## Work required
Output only the lines from the line holding "# point at: red brick wall (one per instance)" through the close of the records, exactly as they appear, with all pictures omitted.

**** Provided records ****

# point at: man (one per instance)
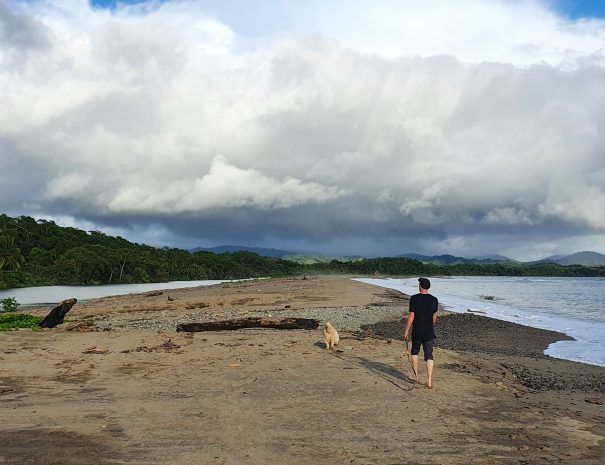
(422, 319)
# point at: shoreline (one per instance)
(117, 384)
(582, 334)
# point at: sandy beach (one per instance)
(116, 384)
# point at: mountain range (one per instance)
(586, 258)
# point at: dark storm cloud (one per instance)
(163, 119)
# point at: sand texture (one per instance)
(125, 388)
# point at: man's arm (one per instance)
(408, 326)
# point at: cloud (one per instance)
(225, 186)
(179, 115)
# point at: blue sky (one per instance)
(573, 8)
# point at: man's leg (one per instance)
(415, 351)
(415, 367)
(427, 348)
(429, 373)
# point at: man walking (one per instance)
(422, 319)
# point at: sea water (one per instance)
(574, 306)
(48, 295)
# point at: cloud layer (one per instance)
(380, 135)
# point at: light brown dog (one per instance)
(331, 336)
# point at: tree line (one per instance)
(39, 252)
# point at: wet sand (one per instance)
(147, 396)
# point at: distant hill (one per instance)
(453, 260)
(493, 257)
(583, 258)
(310, 259)
(275, 253)
(307, 258)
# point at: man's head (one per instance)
(424, 283)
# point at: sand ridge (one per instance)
(261, 396)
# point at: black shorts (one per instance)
(427, 347)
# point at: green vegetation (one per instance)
(9, 304)
(37, 253)
(309, 259)
(13, 321)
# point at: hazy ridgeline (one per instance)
(36, 253)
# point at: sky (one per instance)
(466, 127)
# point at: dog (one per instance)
(331, 336)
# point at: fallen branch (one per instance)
(57, 314)
(230, 325)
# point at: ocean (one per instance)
(574, 306)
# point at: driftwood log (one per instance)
(229, 325)
(57, 314)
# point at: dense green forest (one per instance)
(37, 253)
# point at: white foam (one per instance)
(588, 346)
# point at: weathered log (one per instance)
(229, 325)
(57, 314)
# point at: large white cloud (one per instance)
(179, 110)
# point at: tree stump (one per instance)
(230, 325)
(57, 314)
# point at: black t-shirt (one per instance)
(423, 306)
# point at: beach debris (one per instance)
(154, 294)
(252, 322)
(193, 306)
(57, 314)
(82, 327)
(166, 346)
(95, 350)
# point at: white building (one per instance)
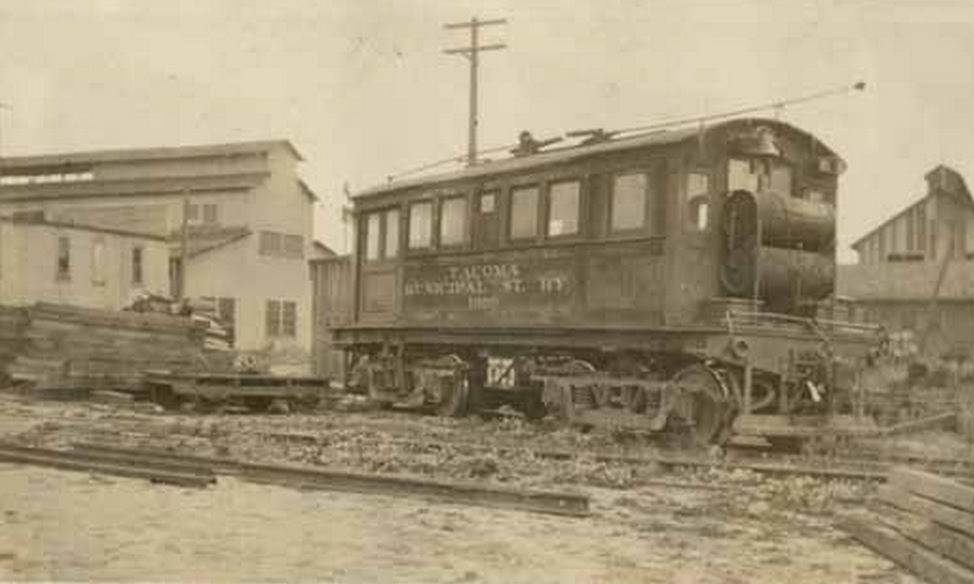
(90, 267)
(249, 216)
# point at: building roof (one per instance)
(58, 160)
(906, 281)
(132, 187)
(307, 191)
(39, 221)
(203, 238)
(941, 179)
(571, 153)
(323, 250)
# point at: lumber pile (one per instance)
(925, 523)
(12, 323)
(56, 346)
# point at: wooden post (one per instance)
(183, 248)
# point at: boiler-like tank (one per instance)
(777, 249)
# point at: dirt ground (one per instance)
(730, 527)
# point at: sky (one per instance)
(363, 89)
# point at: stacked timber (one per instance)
(61, 347)
(12, 324)
(925, 523)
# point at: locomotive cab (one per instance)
(644, 282)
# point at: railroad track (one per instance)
(771, 464)
(189, 470)
(171, 473)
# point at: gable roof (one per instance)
(68, 159)
(906, 281)
(574, 152)
(177, 185)
(40, 221)
(940, 179)
(322, 249)
(202, 239)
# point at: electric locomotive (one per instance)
(678, 280)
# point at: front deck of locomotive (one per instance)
(674, 281)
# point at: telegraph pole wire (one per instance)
(472, 54)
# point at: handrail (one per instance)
(812, 323)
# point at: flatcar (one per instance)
(679, 280)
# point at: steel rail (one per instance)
(68, 460)
(841, 468)
(557, 503)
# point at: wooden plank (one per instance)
(942, 514)
(924, 563)
(933, 487)
(942, 540)
(568, 504)
(947, 420)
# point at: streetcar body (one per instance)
(620, 280)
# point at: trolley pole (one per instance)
(472, 54)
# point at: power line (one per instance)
(472, 53)
(776, 106)
(654, 127)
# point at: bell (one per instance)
(764, 144)
(759, 143)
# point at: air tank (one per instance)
(792, 262)
(787, 222)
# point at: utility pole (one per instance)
(3, 106)
(184, 248)
(472, 55)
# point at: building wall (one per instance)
(238, 270)
(29, 266)
(922, 231)
(156, 214)
(949, 327)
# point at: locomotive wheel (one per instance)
(698, 408)
(454, 399)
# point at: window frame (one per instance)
(692, 203)
(579, 205)
(646, 226)
(367, 220)
(62, 263)
(429, 243)
(272, 318)
(512, 191)
(289, 328)
(464, 221)
(209, 214)
(383, 239)
(137, 259)
(99, 249)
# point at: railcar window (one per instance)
(392, 233)
(781, 179)
(698, 200)
(740, 176)
(524, 212)
(488, 201)
(420, 225)
(563, 205)
(453, 220)
(629, 201)
(372, 234)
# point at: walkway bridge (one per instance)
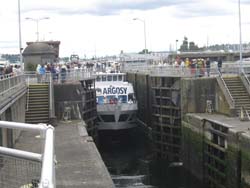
(24, 93)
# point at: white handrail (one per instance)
(48, 166)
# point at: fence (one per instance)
(24, 169)
(169, 70)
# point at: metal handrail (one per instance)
(48, 179)
(245, 76)
(224, 83)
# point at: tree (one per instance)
(184, 46)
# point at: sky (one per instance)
(105, 27)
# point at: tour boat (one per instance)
(116, 103)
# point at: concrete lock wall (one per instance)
(76, 101)
(192, 146)
(142, 91)
(196, 92)
(244, 144)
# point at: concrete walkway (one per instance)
(79, 163)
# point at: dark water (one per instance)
(128, 157)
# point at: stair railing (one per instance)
(245, 81)
(51, 96)
(228, 92)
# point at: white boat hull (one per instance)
(110, 116)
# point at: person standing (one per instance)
(208, 66)
(219, 64)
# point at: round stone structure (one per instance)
(38, 53)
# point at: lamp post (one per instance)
(37, 24)
(145, 40)
(240, 37)
(176, 45)
(20, 36)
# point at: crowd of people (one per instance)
(10, 70)
(198, 67)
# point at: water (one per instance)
(129, 160)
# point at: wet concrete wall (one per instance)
(192, 146)
(195, 92)
(76, 101)
(141, 85)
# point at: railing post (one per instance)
(48, 166)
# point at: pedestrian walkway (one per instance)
(79, 163)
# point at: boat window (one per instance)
(109, 78)
(122, 98)
(112, 99)
(132, 117)
(108, 118)
(114, 77)
(98, 78)
(131, 98)
(123, 117)
(120, 77)
(104, 78)
(100, 100)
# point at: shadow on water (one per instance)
(128, 158)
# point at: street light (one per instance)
(20, 35)
(176, 47)
(145, 41)
(37, 23)
(240, 37)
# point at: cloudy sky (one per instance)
(105, 27)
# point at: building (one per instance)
(38, 53)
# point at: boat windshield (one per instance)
(111, 99)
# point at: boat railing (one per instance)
(28, 169)
(112, 106)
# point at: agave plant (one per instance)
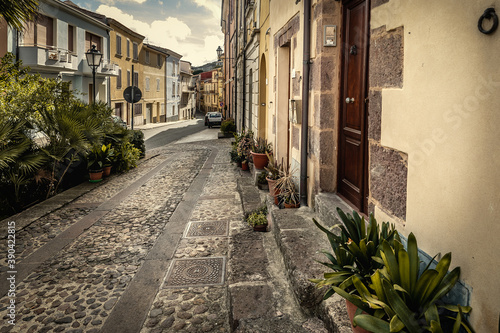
(400, 298)
(354, 250)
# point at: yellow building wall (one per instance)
(125, 63)
(154, 72)
(446, 119)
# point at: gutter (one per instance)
(305, 102)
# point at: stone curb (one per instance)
(299, 241)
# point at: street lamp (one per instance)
(94, 58)
(219, 52)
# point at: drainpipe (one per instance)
(305, 103)
(243, 86)
(235, 82)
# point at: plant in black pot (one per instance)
(94, 163)
(257, 219)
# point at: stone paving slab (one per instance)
(80, 285)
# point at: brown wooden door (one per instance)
(353, 180)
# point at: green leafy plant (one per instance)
(372, 270)
(261, 179)
(285, 184)
(106, 155)
(137, 140)
(405, 298)
(257, 217)
(126, 157)
(354, 248)
(273, 168)
(260, 146)
(244, 145)
(94, 158)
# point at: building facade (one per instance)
(55, 45)
(153, 59)
(173, 94)
(188, 98)
(359, 100)
(125, 46)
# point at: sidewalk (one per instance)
(164, 248)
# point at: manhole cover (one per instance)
(196, 272)
(207, 229)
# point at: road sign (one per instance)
(127, 94)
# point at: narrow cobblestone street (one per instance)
(89, 281)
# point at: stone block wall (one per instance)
(388, 168)
(324, 94)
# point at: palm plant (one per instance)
(403, 298)
(18, 160)
(354, 248)
(16, 13)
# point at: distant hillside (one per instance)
(206, 67)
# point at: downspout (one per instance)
(305, 103)
(243, 86)
(235, 82)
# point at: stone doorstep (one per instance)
(299, 241)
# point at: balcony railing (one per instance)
(46, 57)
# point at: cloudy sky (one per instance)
(188, 27)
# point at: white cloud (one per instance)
(212, 5)
(174, 34)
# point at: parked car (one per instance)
(214, 119)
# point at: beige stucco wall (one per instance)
(281, 13)
(446, 118)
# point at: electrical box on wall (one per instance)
(330, 35)
(295, 111)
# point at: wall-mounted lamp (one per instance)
(489, 14)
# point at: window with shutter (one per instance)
(135, 51)
(118, 45)
(119, 80)
(71, 46)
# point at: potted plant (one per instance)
(374, 272)
(347, 260)
(106, 155)
(262, 181)
(274, 171)
(244, 145)
(257, 219)
(407, 298)
(244, 165)
(94, 164)
(260, 151)
(287, 189)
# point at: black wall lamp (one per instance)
(489, 14)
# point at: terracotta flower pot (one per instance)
(259, 160)
(351, 311)
(106, 171)
(260, 227)
(291, 205)
(273, 191)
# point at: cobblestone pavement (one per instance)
(78, 288)
(174, 227)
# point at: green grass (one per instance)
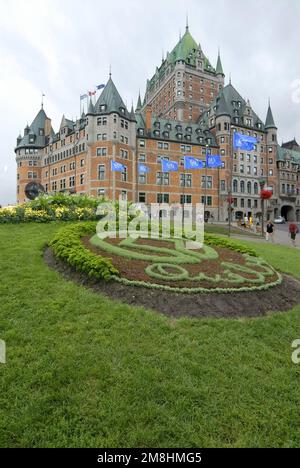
(85, 371)
(223, 230)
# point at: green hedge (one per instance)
(67, 246)
(228, 244)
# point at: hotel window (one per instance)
(101, 192)
(142, 178)
(124, 154)
(162, 198)
(101, 172)
(162, 178)
(185, 180)
(185, 199)
(142, 197)
(101, 151)
(124, 174)
(207, 179)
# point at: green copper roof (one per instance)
(283, 153)
(270, 120)
(174, 130)
(219, 69)
(230, 102)
(222, 107)
(111, 99)
(139, 103)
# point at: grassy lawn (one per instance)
(223, 230)
(84, 371)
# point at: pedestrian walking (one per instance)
(293, 231)
(270, 231)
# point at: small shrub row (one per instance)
(67, 246)
(228, 244)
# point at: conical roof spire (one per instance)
(139, 103)
(219, 68)
(91, 109)
(270, 119)
(222, 107)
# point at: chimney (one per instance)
(148, 118)
(47, 127)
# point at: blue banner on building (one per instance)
(143, 169)
(213, 160)
(168, 166)
(117, 167)
(244, 142)
(192, 163)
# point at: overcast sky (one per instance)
(64, 47)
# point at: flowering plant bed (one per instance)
(168, 264)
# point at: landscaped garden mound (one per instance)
(222, 279)
(167, 264)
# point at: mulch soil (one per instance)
(234, 305)
(135, 269)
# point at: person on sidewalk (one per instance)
(270, 231)
(293, 230)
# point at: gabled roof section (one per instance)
(111, 101)
(270, 119)
(34, 135)
(293, 145)
(174, 130)
(236, 106)
(219, 68)
(222, 107)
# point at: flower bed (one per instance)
(220, 266)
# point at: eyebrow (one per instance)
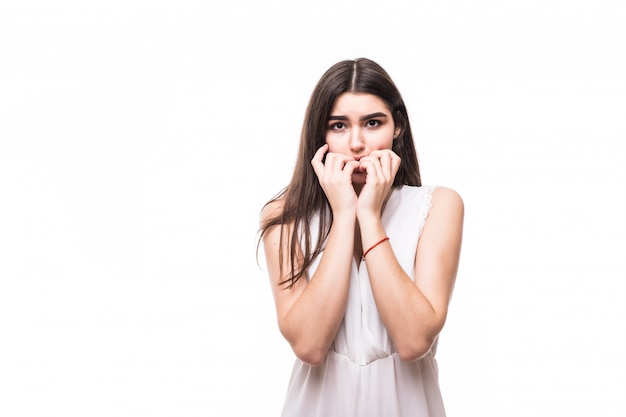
(366, 117)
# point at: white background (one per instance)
(140, 139)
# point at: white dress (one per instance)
(362, 374)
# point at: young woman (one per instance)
(361, 257)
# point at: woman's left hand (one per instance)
(380, 167)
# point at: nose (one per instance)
(356, 140)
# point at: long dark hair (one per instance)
(304, 197)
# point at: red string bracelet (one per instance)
(373, 246)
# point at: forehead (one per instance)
(365, 103)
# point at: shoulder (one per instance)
(272, 210)
(446, 207)
(444, 196)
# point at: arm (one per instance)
(414, 312)
(309, 313)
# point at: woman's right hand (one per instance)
(335, 177)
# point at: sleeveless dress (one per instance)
(362, 374)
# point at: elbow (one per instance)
(311, 356)
(415, 350)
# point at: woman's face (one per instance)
(358, 124)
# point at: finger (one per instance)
(318, 165)
(337, 161)
(371, 166)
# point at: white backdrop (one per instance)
(139, 140)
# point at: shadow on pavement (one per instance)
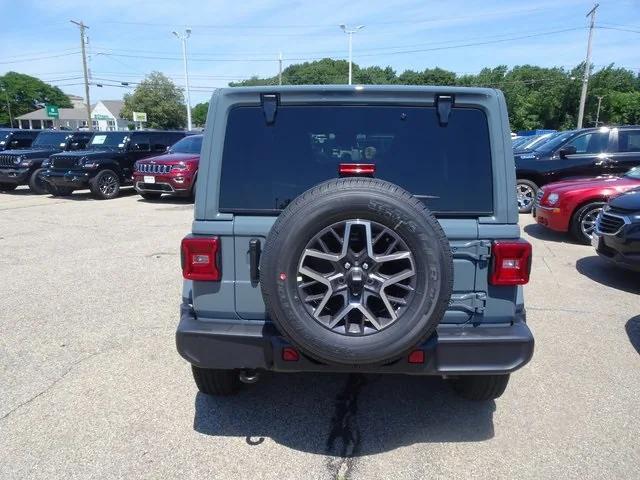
(632, 328)
(18, 192)
(541, 233)
(603, 272)
(345, 415)
(82, 195)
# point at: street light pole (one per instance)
(587, 66)
(6, 96)
(82, 27)
(598, 111)
(350, 32)
(183, 38)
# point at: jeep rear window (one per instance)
(265, 166)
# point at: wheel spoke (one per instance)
(322, 255)
(353, 300)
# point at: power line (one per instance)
(374, 49)
(237, 26)
(618, 29)
(40, 58)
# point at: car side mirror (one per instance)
(568, 150)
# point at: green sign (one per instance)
(52, 111)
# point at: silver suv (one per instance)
(356, 229)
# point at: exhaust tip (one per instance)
(249, 376)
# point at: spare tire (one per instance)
(356, 271)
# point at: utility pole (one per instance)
(350, 32)
(84, 68)
(598, 111)
(587, 66)
(6, 96)
(183, 38)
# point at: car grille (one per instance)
(63, 162)
(6, 160)
(539, 196)
(153, 168)
(609, 224)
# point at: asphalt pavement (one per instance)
(91, 385)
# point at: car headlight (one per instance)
(553, 198)
(88, 162)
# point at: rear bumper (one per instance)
(16, 176)
(76, 179)
(623, 252)
(552, 218)
(453, 350)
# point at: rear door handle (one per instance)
(255, 249)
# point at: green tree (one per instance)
(24, 92)
(621, 108)
(537, 97)
(199, 114)
(160, 99)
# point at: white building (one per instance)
(105, 116)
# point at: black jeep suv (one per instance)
(13, 138)
(24, 166)
(107, 164)
(588, 152)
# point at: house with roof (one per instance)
(105, 116)
(68, 118)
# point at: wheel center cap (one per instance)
(356, 278)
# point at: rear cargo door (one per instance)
(470, 259)
(266, 165)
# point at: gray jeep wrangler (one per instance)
(356, 229)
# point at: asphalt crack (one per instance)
(343, 442)
(50, 386)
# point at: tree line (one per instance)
(537, 97)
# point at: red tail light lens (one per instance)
(511, 262)
(200, 258)
(357, 169)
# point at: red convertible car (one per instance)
(573, 205)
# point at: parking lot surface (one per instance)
(92, 386)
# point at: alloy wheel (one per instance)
(108, 184)
(356, 277)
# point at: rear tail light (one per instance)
(511, 262)
(200, 258)
(357, 169)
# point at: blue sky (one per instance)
(233, 40)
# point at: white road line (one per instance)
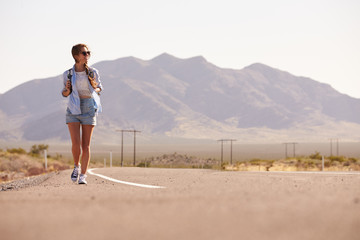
(316, 172)
(122, 182)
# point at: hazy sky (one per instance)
(319, 39)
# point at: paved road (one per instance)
(194, 204)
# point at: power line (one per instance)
(337, 146)
(122, 143)
(222, 151)
(289, 143)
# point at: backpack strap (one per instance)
(70, 74)
(69, 78)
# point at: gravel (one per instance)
(25, 182)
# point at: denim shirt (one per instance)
(74, 99)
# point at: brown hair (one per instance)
(76, 50)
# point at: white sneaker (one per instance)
(82, 179)
(75, 173)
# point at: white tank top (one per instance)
(82, 84)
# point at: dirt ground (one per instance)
(195, 204)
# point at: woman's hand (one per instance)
(66, 92)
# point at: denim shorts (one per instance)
(88, 113)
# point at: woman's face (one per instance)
(83, 56)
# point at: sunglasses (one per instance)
(86, 53)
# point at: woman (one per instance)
(82, 86)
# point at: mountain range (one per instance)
(188, 98)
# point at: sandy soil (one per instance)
(196, 204)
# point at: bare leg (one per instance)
(74, 129)
(87, 131)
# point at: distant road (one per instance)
(191, 204)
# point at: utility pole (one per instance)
(337, 146)
(122, 143)
(222, 145)
(293, 143)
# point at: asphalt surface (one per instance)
(192, 204)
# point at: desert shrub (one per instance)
(143, 164)
(316, 155)
(37, 149)
(353, 160)
(337, 158)
(16, 150)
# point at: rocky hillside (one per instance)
(188, 98)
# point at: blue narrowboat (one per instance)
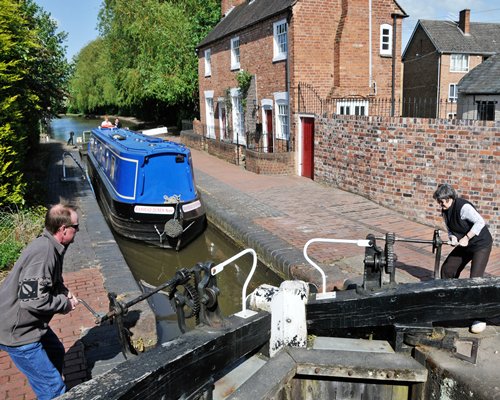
(146, 187)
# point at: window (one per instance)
(486, 110)
(385, 40)
(459, 63)
(209, 110)
(352, 107)
(235, 53)
(222, 118)
(282, 121)
(208, 62)
(237, 114)
(280, 40)
(452, 92)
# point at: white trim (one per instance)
(385, 33)
(281, 100)
(452, 64)
(278, 53)
(208, 62)
(222, 124)
(105, 176)
(235, 58)
(237, 117)
(266, 104)
(210, 113)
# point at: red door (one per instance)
(308, 147)
(269, 128)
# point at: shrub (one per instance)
(17, 229)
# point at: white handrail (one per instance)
(361, 243)
(244, 313)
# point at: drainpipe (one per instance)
(438, 103)
(370, 67)
(288, 85)
(393, 79)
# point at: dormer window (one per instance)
(385, 40)
(459, 63)
(280, 40)
(235, 53)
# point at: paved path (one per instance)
(93, 266)
(287, 211)
(276, 215)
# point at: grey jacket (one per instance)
(33, 292)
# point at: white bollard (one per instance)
(288, 316)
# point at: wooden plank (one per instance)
(269, 380)
(364, 366)
(180, 366)
(407, 304)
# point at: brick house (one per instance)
(479, 92)
(438, 55)
(345, 50)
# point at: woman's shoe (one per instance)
(478, 326)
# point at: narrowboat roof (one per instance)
(135, 142)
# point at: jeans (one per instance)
(460, 257)
(41, 362)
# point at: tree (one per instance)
(151, 46)
(32, 76)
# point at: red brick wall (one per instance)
(270, 163)
(398, 162)
(336, 60)
(256, 55)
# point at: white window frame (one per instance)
(209, 112)
(386, 40)
(268, 137)
(280, 40)
(352, 107)
(282, 115)
(453, 92)
(222, 118)
(459, 65)
(208, 62)
(235, 53)
(238, 117)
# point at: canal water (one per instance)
(155, 266)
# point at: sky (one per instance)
(79, 17)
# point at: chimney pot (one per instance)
(464, 21)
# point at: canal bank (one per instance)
(260, 212)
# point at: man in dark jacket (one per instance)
(31, 295)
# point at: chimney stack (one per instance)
(226, 5)
(464, 22)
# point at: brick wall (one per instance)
(225, 151)
(398, 162)
(270, 163)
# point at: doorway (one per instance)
(307, 169)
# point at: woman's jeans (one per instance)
(42, 364)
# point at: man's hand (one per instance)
(464, 242)
(71, 303)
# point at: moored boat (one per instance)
(146, 186)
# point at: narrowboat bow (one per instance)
(146, 187)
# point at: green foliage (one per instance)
(17, 229)
(145, 59)
(33, 71)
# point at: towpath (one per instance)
(277, 215)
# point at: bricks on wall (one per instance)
(270, 163)
(398, 162)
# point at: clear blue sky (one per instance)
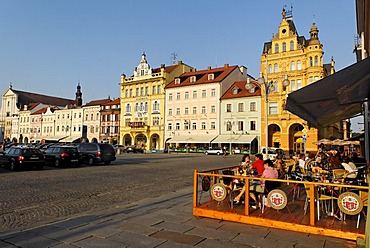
(48, 46)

****

## Written solution
# point at: red brick wall (one per instance)
(270, 163)
(398, 162)
(336, 60)
(256, 55)
# point at: white window frame (one per instance)
(209, 112)
(386, 40)
(268, 137)
(280, 40)
(352, 107)
(282, 115)
(453, 92)
(222, 118)
(459, 65)
(208, 62)
(235, 53)
(238, 117)
# point at: canal water (one per instance)
(155, 266)
# point at: sky (one per instance)
(79, 17)
# point at: chimney pot (one per instance)
(464, 21)
# point at: canal bank (one per instance)
(260, 212)
# point at: man in dark jacket (one per instance)
(31, 295)
# point at: chimney stack (one per instance)
(226, 5)
(464, 22)
# point at: brick wall (one per instance)
(225, 151)
(398, 162)
(270, 163)
# point at: doorway (one per instance)
(307, 169)
# point at: woman's jeans (one per instance)
(42, 364)
# point at: man's hand (one per instance)
(464, 242)
(71, 303)
# point at: moored boat (one per instance)
(146, 186)
# point at: narrowboat bow (one per instance)
(146, 187)
# point at: green foliage (one per instance)
(17, 229)
(145, 59)
(33, 71)
# point at: towpath (one per instance)
(277, 215)
# point at: bricks on wall (one per instance)
(270, 163)
(398, 162)
# point at: clear blue sky (one per instance)
(48, 46)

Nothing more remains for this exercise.